EXERCISES.
A: Return the part of the Chance Pe Dance passage starting with "Chance Pe Dance" and going on through "at the box-office.".
B: For each statement, answer yes or no according to the Chance Pe Dance passage, and quote the exact words that decide it: (i) Ken Ghosh produced the film. (ii) Star was one of the titles considered for the film. (iii) The film was released on 15 January 2010.

TEXT PASSAGE.
= = = = =

Chance Pe Dance () is a 2010 Indian Hindi-language dance film starring Shahid Kapoor and Genelia D'Souza and supported by Mohnish Behl and Prince Rodde. It is directed by Ken Ghosh and produced by Ronnie Screwvala under his banner, UTV Motion Pictures. The film was released on 15 January 2010 and failed to make a mark at the box-office.
The film's working title was Yahoo and another title, Star, was also considered. Also, the film was shot halfway through with Jiah Khan as the heroine, but was later replaced by Genelia D'Souza.

= = = = =

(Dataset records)
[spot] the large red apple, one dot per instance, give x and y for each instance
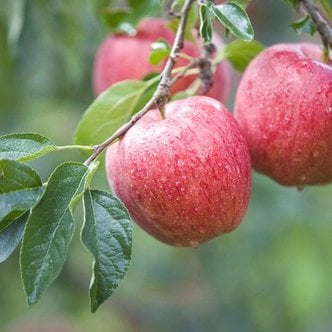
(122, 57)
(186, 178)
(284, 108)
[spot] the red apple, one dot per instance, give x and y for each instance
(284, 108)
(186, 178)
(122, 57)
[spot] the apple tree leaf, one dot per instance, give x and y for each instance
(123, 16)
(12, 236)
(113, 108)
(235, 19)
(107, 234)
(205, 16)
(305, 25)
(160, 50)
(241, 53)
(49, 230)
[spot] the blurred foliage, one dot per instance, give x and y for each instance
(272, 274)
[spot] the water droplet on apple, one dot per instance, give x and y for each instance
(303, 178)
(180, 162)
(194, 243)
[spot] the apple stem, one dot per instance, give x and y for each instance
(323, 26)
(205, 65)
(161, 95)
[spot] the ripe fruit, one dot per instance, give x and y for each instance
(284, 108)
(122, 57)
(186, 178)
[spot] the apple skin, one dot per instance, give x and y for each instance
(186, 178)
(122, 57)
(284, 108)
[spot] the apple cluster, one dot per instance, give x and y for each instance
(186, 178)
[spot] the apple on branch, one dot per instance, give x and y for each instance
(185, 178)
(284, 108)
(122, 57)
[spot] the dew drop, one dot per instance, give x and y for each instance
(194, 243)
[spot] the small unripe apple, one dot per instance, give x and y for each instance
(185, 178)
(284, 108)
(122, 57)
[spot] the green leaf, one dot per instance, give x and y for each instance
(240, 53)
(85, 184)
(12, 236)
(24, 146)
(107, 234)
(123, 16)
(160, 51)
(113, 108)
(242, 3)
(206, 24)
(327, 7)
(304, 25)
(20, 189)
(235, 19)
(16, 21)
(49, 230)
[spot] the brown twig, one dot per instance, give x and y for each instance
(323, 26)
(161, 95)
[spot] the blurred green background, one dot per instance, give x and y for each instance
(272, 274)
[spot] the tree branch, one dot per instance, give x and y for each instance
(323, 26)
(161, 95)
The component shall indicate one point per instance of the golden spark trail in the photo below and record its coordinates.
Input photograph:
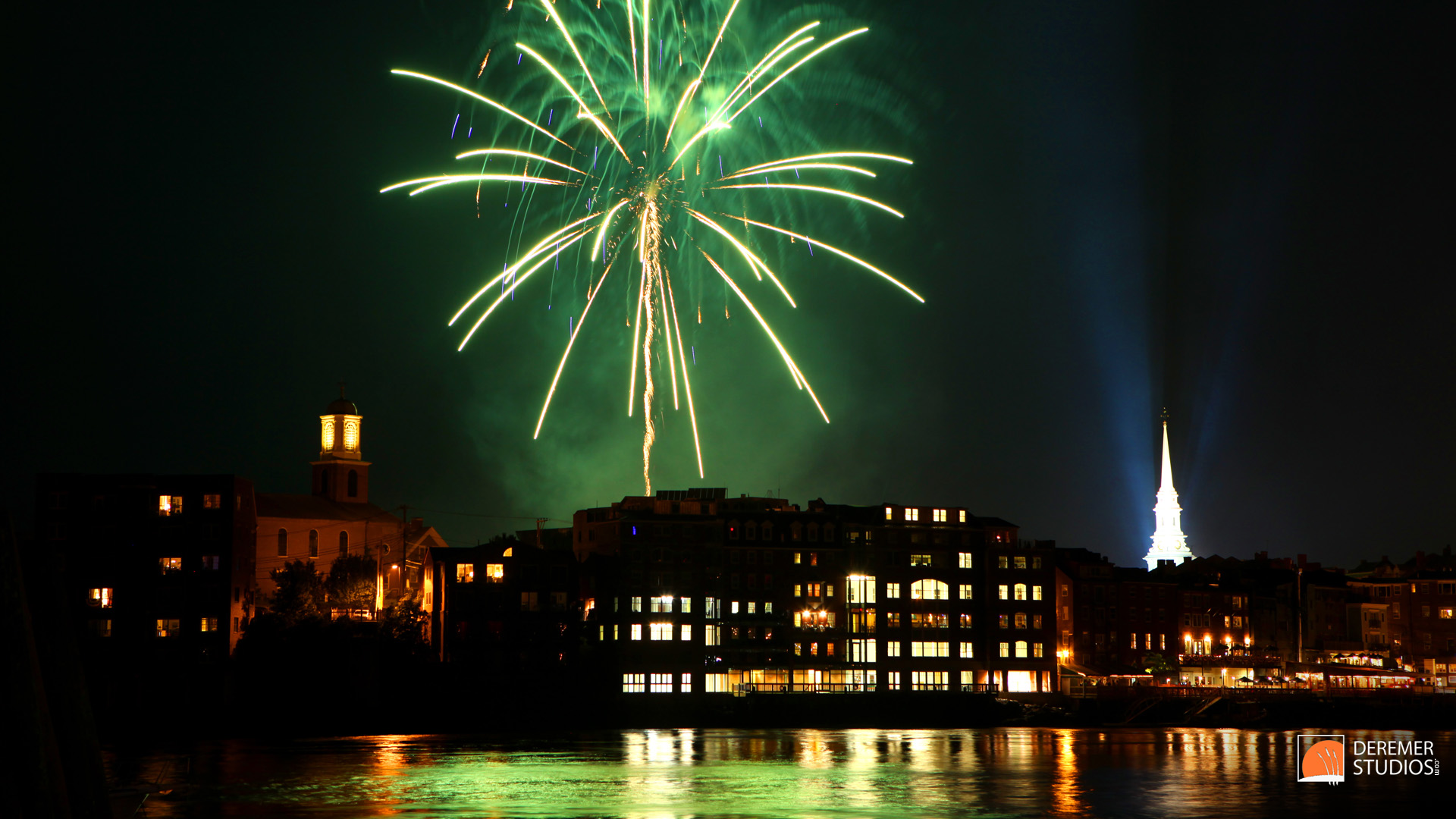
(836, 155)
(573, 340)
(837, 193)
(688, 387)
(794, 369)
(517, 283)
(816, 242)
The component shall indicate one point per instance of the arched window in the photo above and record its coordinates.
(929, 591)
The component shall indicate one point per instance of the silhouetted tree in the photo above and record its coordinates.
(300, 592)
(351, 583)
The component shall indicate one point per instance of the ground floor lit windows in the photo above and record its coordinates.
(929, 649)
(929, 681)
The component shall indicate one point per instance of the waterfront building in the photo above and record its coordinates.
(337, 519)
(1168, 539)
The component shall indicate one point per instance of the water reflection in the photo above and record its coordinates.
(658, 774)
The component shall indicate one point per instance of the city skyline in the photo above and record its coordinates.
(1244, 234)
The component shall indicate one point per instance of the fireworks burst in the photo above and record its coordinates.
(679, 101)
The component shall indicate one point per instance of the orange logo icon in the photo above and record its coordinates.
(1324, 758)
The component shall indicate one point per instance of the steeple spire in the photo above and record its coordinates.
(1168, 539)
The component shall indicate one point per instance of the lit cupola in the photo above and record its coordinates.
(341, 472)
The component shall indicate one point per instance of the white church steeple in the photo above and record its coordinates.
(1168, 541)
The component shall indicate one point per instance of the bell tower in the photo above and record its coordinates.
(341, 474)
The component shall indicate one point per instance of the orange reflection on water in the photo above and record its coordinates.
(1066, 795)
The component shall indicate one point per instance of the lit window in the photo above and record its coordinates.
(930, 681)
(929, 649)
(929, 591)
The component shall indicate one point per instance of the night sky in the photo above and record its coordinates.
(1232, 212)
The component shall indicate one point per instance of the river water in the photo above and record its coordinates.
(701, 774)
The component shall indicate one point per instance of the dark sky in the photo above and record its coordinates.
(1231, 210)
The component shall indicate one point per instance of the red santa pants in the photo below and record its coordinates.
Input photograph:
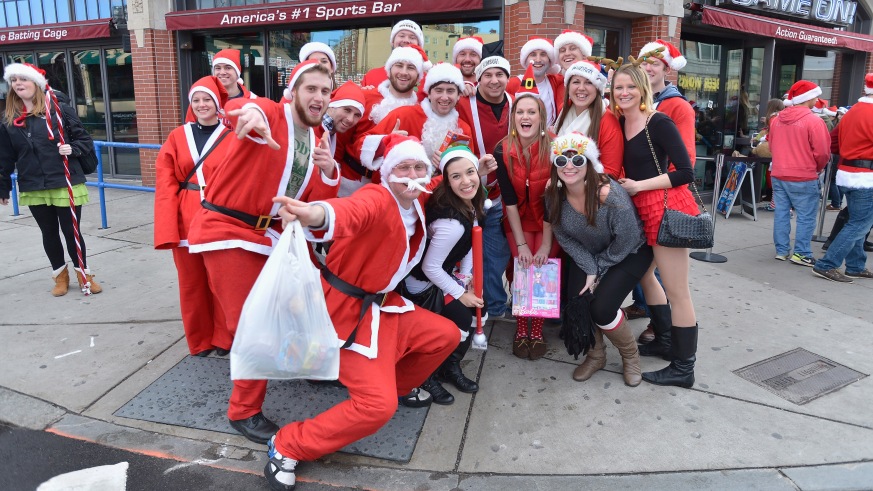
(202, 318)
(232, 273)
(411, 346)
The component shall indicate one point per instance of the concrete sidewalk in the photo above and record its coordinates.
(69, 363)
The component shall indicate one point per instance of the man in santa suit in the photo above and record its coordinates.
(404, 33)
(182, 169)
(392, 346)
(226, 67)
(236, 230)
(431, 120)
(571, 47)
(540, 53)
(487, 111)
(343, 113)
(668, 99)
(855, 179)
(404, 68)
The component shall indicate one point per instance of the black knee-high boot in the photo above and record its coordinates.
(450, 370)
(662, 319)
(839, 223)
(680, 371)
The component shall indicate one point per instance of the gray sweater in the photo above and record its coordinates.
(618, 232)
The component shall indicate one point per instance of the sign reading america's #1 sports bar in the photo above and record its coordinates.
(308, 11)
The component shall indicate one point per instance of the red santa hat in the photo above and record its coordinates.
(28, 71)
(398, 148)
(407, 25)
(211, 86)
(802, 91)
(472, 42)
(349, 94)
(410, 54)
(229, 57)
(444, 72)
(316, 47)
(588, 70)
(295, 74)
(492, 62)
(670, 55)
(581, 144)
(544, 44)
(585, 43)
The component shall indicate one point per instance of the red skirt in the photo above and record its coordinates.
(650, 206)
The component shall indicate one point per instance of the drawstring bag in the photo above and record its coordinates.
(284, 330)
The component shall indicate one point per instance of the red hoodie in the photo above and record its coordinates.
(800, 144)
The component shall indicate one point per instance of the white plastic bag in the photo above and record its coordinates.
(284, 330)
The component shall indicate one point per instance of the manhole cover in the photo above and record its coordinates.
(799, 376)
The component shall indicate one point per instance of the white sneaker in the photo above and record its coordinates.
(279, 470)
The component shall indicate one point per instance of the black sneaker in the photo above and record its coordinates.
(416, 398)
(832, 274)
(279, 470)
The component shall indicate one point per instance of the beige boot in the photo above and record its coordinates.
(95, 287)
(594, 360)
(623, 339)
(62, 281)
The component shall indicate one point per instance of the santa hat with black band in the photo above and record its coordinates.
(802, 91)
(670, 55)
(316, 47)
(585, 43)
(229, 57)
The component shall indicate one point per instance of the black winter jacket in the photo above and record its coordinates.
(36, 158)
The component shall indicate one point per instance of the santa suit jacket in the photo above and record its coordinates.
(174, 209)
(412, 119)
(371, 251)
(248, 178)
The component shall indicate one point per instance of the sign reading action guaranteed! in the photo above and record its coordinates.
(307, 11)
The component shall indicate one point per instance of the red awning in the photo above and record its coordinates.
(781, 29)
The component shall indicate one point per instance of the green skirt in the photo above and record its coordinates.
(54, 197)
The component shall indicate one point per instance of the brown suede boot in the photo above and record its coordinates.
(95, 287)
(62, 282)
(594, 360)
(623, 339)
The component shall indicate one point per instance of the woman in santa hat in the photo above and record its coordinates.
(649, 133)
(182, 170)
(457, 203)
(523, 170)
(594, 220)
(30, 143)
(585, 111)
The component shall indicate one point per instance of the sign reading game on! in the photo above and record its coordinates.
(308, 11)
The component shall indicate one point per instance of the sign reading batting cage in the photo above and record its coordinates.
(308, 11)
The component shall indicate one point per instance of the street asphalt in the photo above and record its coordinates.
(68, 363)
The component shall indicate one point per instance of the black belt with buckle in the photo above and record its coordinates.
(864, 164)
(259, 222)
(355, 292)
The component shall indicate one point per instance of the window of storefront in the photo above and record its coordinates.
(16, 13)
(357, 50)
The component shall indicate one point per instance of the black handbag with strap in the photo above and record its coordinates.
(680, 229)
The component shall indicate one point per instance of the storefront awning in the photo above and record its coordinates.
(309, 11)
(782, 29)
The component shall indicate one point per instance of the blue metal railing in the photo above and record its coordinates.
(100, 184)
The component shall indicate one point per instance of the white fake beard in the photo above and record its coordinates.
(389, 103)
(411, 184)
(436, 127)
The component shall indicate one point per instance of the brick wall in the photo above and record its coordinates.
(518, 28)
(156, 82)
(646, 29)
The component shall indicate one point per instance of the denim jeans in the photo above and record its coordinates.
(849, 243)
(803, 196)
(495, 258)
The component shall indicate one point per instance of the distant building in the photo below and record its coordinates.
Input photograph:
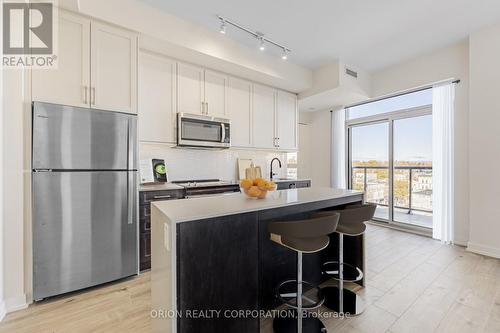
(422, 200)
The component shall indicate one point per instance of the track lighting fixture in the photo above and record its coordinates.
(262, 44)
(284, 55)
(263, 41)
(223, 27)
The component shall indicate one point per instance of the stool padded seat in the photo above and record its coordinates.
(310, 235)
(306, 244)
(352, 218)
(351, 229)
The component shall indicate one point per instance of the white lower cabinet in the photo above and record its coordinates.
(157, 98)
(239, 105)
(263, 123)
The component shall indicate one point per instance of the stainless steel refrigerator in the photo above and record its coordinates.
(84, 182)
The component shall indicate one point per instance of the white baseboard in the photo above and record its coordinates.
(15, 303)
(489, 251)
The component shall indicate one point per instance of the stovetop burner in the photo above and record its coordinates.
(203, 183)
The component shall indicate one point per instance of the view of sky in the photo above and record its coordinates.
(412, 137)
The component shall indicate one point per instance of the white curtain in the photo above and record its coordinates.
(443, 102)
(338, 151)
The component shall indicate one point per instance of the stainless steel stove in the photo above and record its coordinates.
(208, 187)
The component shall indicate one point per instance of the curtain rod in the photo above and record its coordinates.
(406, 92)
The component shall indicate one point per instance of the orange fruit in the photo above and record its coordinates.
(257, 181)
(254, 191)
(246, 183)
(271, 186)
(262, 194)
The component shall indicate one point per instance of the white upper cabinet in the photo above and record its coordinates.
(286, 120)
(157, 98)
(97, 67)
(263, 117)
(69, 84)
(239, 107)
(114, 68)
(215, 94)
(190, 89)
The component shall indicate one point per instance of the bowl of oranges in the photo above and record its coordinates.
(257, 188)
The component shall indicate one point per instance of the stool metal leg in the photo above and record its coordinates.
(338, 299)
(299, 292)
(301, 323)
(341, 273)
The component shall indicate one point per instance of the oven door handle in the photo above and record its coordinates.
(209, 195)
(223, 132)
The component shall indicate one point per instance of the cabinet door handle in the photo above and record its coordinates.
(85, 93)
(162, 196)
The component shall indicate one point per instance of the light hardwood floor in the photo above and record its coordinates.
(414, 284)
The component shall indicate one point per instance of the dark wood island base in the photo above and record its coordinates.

= = = = =

SOLUTIONS BELOW.
A:
Chance Pe Dance () is a 2010 Indian Hindi-language dance film starring Shahid Kapoor and Genelia D'Souza and supported by Mohnish Behl and Prince Rodde. It is directed by Ken Ghosh and produced by Ronnie Screwvala under his banner, UTV Motion Pictures. The film was released on 15 January 2010 and failed to make a mark at the box-office.

B:
(i) No: "It is directed by Ken Ghosh and produced by Ronnie Screwvala"
(ii) Yes: "another title, Star, was also considered"
(iii) Yes: "The film was released on 15 January 2010"